▼▼▼

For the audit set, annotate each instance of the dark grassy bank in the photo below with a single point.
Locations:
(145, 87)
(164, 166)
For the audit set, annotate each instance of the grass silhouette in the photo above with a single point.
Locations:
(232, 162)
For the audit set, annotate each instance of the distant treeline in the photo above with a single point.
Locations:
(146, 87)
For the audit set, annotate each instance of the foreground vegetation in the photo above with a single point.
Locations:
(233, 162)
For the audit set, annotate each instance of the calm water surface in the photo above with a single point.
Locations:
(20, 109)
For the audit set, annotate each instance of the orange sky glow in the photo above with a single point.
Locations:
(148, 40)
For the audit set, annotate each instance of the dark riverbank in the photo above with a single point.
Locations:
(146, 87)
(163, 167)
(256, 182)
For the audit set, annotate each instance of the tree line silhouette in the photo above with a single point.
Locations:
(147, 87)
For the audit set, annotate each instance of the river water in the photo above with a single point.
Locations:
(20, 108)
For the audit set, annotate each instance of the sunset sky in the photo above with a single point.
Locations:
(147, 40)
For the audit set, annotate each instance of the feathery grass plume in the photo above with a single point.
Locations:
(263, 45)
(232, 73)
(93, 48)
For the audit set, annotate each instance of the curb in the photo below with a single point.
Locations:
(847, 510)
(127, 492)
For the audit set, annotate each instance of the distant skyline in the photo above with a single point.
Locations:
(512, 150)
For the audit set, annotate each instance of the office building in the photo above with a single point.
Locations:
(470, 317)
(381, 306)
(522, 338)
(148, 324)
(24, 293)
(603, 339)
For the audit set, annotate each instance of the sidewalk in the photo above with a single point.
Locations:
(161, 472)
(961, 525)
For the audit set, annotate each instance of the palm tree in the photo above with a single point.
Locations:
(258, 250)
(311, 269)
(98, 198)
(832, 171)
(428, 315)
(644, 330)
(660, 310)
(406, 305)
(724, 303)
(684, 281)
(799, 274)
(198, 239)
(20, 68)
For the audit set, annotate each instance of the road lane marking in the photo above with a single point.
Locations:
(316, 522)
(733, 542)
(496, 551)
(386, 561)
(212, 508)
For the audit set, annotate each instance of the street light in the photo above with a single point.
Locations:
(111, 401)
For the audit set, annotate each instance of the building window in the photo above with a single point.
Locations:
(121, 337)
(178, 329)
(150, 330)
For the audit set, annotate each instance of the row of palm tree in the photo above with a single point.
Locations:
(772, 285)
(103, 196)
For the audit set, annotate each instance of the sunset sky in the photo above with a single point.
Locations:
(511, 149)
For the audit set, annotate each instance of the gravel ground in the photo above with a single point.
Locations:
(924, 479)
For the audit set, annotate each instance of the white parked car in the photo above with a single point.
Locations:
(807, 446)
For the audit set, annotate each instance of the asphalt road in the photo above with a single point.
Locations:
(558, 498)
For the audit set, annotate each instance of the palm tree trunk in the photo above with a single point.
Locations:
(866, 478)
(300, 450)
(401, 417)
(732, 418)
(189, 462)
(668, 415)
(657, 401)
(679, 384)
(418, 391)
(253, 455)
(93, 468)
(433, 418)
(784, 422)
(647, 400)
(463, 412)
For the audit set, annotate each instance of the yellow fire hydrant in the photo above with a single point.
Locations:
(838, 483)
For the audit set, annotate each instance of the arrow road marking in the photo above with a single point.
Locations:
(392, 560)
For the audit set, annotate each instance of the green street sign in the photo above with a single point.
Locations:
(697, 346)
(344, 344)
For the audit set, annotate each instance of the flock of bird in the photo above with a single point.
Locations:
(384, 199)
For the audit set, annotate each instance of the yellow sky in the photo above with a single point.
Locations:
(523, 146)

▲▲▲

Atualize as linhas acima, trocando "audit set" por "review set" e mantendo todo o resto igual.

For the review set, annotate each instance of the dark grassy bank in the photo below with a single point.
Locations:
(145, 87)
(164, 166)
For the review set, annotate each instance of the grass silhouette in the photo above with a single point.
Locations:
(232, 162)
For the review set, annotate each instance of the distant treeline in the photo above with a single point.
Locations:
(146, 87)
For the review set, annotate each instance of the foreground vegetation in the photo above with a single point.
Locations:
(233, 162)
For the review set, annotate each instance of the calm water surface in the photo above with a single point.
Locations:
(20, 109)
For the review set, annotate each instance of the orange sky glow in the photo above with a single point.
Locations:
(148, 40)
For the review set, annotate each instance of the dark riverbank in the photo above with a single point.
Locations:
(146, 87)
(163, 167)
(256, 182)
For the review set, annotate each instance of the tree line silhouette in the photo above with a single point.
Locations:
(147, 87)
For the review set, annotate each instance of the river water in the photo above with a single point.
Locations:
(20, 108)
For the review set, annotate each instance of the sunset sky in the photo above with a single point.
Locations:
(147, 40)
For the review set, annotate each instance of the feathery grass plume in the photo above with a single point.
Locations:
(263, 45)
(232, 73)
(93, 48)
For the review set, annotate each instance of the curb in the photo below with a single point.
Locations:
(847, 510)
(127, 492)
For the review set, annotate each instance of the distant skyline in the photo above with a single point.
Locations:
(512, 150)
For the review set, annotate each instance of the office building in the photo above with a single point.
Locations:
(470, 317)
(381, 306)
(522, 338)
(148, 324)
(24, 293)
(603, 339)
For the review set, annotate each instance of the sidewalk in the photo above with a single point.
Locations:
(161, 472)
(961, 525)
For the review set, annotate each instance of the palm tree in the photo above with a single point.
Locations:
(258, 250)
(311, 269)
(98, 198)
(832, 171)
(428, 315)
(644, 330)
(660, 310)
(406, 305)
(724, 303)
(684, 281)
(799, 274)
(198, 239)
(20, 68)
For the review set, annotate each instance of the road lane marking in the photo above with a single point.
Locations:
(316, 522)
(733, 542)
(496, 551)
(386, 561)
(212, 508)
For the review set, annotate each instance of the street light in the photo above with a single point.
Locations:
(111, 401)
For the review set, annotate each instance of the building window in the photo above with a single point.
Locations:
(121, 337)
(178, 329)
(150, 330)
For the review set, annotate each instance of the row of palm tree in the photo above with a single point.
Locations:
(772, 285)
(103, 196)
For the review set, annotate each instance of the sunset sky in the photo above with a single point.
Locations:
(511, 149)
For the review set, annotate each instance of the gravel ground in the photo above with a single point.
Locations:
(924, 479)
For the review set, annotate each instance of the white parked car in the photo above with a single point.
Locations:
(807, 446)
For the review set, annotate each instance of the asphalt road in the photo above with a single point.
Locations:
(558, 498)
For the review set, annotate each instance of the palm tree trunk in the photo above with a single point.
Locations:
(866, 478)
(300, 450)
(401, 417)
(732, 418)
(189, 462)
(668, 415)
(657, 401)
(679, 384)
(418, 391)
(253, 455)
(93, 468)
(433, 418)
(784, 422)
(647, 400)
(463, 412)
For the review set, annotate each instance of the yellow fire hydrant in the photo above with a single point.
Locations:
(838, 483)
For the review set, annotate each instance of the arrow road marking in the photo above with a single point.
Locations:
(392, 560)
For the review set, annotate each instance of the green street sign in the photo above with a single point.
Locations:
(697, 346)
(344, 344)
For the review set, annotate each instance of the flock of bird in the photo above with a single point.
Locations:
(384, 199)
For the review set, annotate each instance of the yellow sky in the photo above with a single point.
Locations:
(523, 146)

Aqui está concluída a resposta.